═════ Extrait du document

Décidément, la ville s'est depuis quelques jours placée de nouveau sous le signe du cinéma. La Mostra commence demain soir. Déjà hier, nous avons foulé le tapis rouge traditionnel. Non pas encore celui du Festival, la fameuse Mostra dont c'est la 75e édition (gloups, terrible nostalgie : les éditions auxquelles j'étais accrédité pour un quotidien français portaient les numéros 42 et 43 mais chi se ne frega...), mais celle du mythique Hôtel des Bains rouvert pour l'occasion par la COIMA, l'actuelle propriétaire de l'Excelsior et des Bains. 



Après plusieurs années de mystère et de silence, des projets de résidence de luxe, des rumeurs de démolition et de pillages, c'est officiel : d'ici 2025, l'Hôtel des Bains retrouvera sa splendeur d'antan et ouvrira de nouveau ses salons, ses chambres, son restaurant et ses plantureux jardins au public. Une belle nouvelle. Le prétexte de cette réouverture temporaire, une exposition organisée sans grands moyens qui retrace en quelques centaines de photos et de documents fac-similés l'histoire de la Mostra depuis sa création en 1932 jusqu'à nos jours. On y retrouve des photographies en noir et blanc de vedettes célèbres, d'hommes politiques et des scènes de films cultes.

══════════

Consigne écrite 1
Traduisez en anglais cette phrase de l'extrait du document : « Déjà hier, nous avons foulé le tapis rouge traditionnel. »
Consigne écrite 2
D'après l'extrait du document, d'ici quelle année l'Hôtel des Bains doit-il retrouver sa splendeur d'antan ?
Consigne écrite 3
Recopiez l'extrait du document, de « Décidément, la ville » à « et des Bains. ».

═════ Extrait des données

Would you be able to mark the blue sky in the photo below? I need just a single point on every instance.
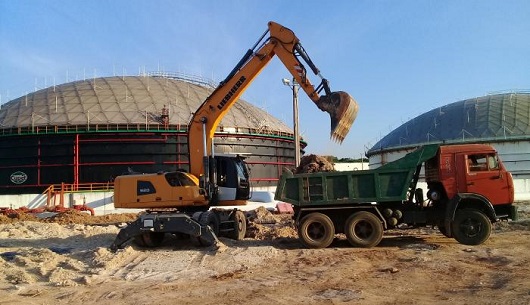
(398, 59)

══════════

Bonne réponse 1
Already yesterday, we walked the traditional red carpet.

Bonne réponse 2
D'ici 2025.

Bonne réponse 3
Décidément, la ville s'est depuis quelques jours placée de nouveau sous le signe du cinéma. La Mostra commence demain soir. Déjà hier, nous avons foulé le tapis rouge traditionnel. Non pas encore celui du Festival, la fameuse Mostra dont c'est la 75e édition (gloups, terrible nostalgie : les éditions auxquelles j'étais accrédité pour un quotidien français portaient les numéros 42 et 43 mais chi se ne frega...), mais celle du mythique Hôtel des Bains rouvert pour l'occasion par la COIMA, l'actuelle propriétaire de l'Excelsior et des Bains.